Dataset records:
^^^^

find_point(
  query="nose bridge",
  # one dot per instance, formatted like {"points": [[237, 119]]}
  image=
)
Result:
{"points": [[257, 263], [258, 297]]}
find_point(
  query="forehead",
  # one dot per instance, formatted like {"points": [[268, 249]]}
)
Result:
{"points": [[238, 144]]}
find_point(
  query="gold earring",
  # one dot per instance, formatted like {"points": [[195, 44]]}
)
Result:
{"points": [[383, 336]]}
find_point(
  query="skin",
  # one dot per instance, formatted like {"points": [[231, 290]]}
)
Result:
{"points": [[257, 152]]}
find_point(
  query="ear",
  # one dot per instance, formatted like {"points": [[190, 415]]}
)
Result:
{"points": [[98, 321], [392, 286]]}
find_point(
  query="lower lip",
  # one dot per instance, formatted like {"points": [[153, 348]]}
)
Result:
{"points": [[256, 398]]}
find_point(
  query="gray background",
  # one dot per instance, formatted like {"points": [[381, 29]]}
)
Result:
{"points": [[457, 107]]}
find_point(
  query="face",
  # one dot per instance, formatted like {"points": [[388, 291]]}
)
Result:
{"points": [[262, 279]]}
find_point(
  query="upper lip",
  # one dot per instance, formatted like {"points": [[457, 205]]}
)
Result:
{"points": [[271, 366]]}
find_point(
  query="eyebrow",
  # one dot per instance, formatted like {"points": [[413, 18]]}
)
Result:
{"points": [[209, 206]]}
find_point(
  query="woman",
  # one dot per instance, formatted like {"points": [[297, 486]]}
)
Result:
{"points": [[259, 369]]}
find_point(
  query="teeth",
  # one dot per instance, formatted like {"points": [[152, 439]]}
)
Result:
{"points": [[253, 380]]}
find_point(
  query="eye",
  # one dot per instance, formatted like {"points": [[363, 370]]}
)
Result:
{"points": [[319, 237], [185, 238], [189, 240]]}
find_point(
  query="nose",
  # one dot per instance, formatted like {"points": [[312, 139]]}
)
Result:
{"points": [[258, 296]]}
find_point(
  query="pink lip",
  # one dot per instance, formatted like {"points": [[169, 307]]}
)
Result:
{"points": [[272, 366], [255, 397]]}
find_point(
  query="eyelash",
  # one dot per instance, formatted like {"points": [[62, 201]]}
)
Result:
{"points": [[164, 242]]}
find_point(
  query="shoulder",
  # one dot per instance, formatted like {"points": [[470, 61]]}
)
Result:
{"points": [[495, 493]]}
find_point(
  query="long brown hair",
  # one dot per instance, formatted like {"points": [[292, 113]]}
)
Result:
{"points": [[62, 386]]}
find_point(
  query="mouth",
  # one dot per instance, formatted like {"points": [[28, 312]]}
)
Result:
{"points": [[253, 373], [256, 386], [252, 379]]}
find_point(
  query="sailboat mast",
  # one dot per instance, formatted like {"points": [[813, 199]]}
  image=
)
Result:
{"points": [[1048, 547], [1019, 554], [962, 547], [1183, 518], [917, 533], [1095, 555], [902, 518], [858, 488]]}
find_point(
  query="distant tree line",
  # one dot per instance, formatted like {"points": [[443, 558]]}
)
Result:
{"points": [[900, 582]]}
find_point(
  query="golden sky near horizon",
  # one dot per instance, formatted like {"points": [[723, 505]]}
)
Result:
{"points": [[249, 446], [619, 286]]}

^^^^

Directions for this task: Repeat, word for word, every line above.

Task answer:
find_point(
  query="nose bridge",
  # one dot per instance, formatted like {"points": [[237, 119]]}
  image=
)
Result:
{"points": [[257, 263], [258, 297]]}
find_point(
  query="forehead",
  # one dot per instance, formatted like {"points": [[268, 249]]}
)
Result:
{"points": [[238, 144]]}
find_point(
  query="gold earring",
  # one dot per instance, formatted like {"points": [[195, 44]]}
)
Result:
{"points": [[383, 336]]}
find_point(
  query="skin",
  # one dot per instance, formatted like {"points": [[231, 290]]}
)
Result:
{"points": [[257, 152]]}
find_point(
  query="ear",
  # one dot per instance, formatted like {"points": [[190, 415]]}
)
Result:
{"points": [[98, 321], [392, 286]]}
find_point(
  query="lower lip",
  # one dot per instance, formatted like {"points": [[153, 348]]}
)
Result:
{"points": [[256, 398]]}
find_point(
  query="gray background",
  # one dot per instance, formatted like {"points": [[381, 29]]}
)
Result:
{"points": [[457, 107]]}
find_point(
  query="face",
  # one dot per instance, formatted like {"points": [[388, 291]]}
)
Result:
{"points": [[262, 279]]}
find_point(
  query="upper lip",
  # one dot per instance, formatted like {"points": [[457, 205]]}
)
Result:
{"points": [[271, 366]]}
find_point(
  query="eyebrow",
  # one dot per instance, formatted like {"points": [[413, 18]]}
)
Result:
{"points": [[209, 206]]}
find_point(
  query="woman",
  # one dot per instance, formatted like {"points": [[297, 486]]}
)
Result:
{"points": [[259, 369]]}
find_point(
  query="teeth",
  # one dot per instance, formatted like {"points": [[152, 439]]}
)
Result:
{"points": [[253, 380]]}
find_point(
  query="eye",
  # one dot per instance, formatted like {"points": [[363, 370]]}
)
Result:
{"points": [[319, 237], [185, 238], [189, 240]]}
find_point(
  query="nose",
  # one dot per instance, formatted like {"points": [[312, 139]]}
)
Result:
{"points": [[258, 296]]}
find_point(
  query="pink lip",
  # one dot per instance, formatted like {"points": [[169, 307]]}
)
Result:
{"points": [[272, 366], [255, 397]]}
find_point(
  query="eyelash",
  # one dot per instance, formatted like {"points": [[62, 201]]}
)
Result:
{"points": [[164, 242]]}
find_point(
  query="shoulder",
  # one dot per instance, formatted like {"points": [[470, 61]]}
)
Result:
{"points": [[495, 493]]}
find_point(
  query="long brown hair",
  # one dot per instance, formatted like {"points": [[292, 113]]}
)
Result:
{"points": [[62, 386]]}
find_point(
  query="mouth",
  # one dot per instance, formatted like {"points": [[28, 312]]}
)
Result:
{"points": [[253, 373], [256, 386], [252, 379]]}
find_point(
  query="sailboat mast",
  # one dot per instance, formatted like {"points": [[813, 199]]}
  image=
)
Result:
{"points": [[1048, 547], [1019, 554], [962, 547], [1183, 518], [917, 533], [1095, 555], [902, 518], [858, 488]]}
find_point(
  query="distant tree line",
  # one dot per instance, formatted like {"points": [[443, 558]]}
)
Result:
{"points": [[900, 582]]}
find_point(
  query="golden sky near horizon",
  # one dot per instance, formatted like {"points": [[723, 505]]}
)
Result:
{"points": [[249, 446], [619, 286]]}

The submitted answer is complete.